■ **INSTRUCTIONS TO FOLLOW**
Find every line in the entries below that contains the word "gingerbread", and copy each of those lines.

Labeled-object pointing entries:
>> Begin

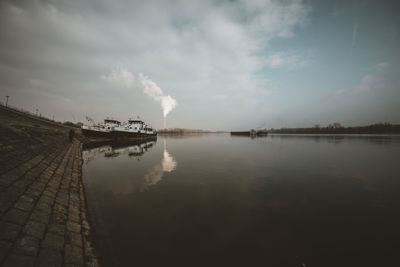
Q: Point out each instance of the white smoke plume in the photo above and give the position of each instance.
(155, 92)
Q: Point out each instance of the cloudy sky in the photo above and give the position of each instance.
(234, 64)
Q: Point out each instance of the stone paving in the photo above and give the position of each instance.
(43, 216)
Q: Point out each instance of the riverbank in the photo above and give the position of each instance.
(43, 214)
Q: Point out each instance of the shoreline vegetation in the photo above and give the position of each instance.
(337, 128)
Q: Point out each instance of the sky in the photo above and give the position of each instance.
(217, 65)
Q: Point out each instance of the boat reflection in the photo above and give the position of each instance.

>> End
>> Begin

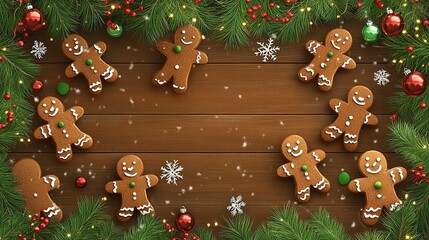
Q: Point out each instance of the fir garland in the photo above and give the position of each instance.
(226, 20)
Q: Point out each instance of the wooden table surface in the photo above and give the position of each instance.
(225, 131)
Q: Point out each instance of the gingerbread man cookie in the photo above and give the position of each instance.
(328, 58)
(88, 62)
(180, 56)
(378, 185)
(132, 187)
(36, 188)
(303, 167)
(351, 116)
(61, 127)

>> End

■ **ANSWER TO THIS PROBLEM**
Q: Point out each instance of the gingerbread man cookie in the photo above and give the position of each instance.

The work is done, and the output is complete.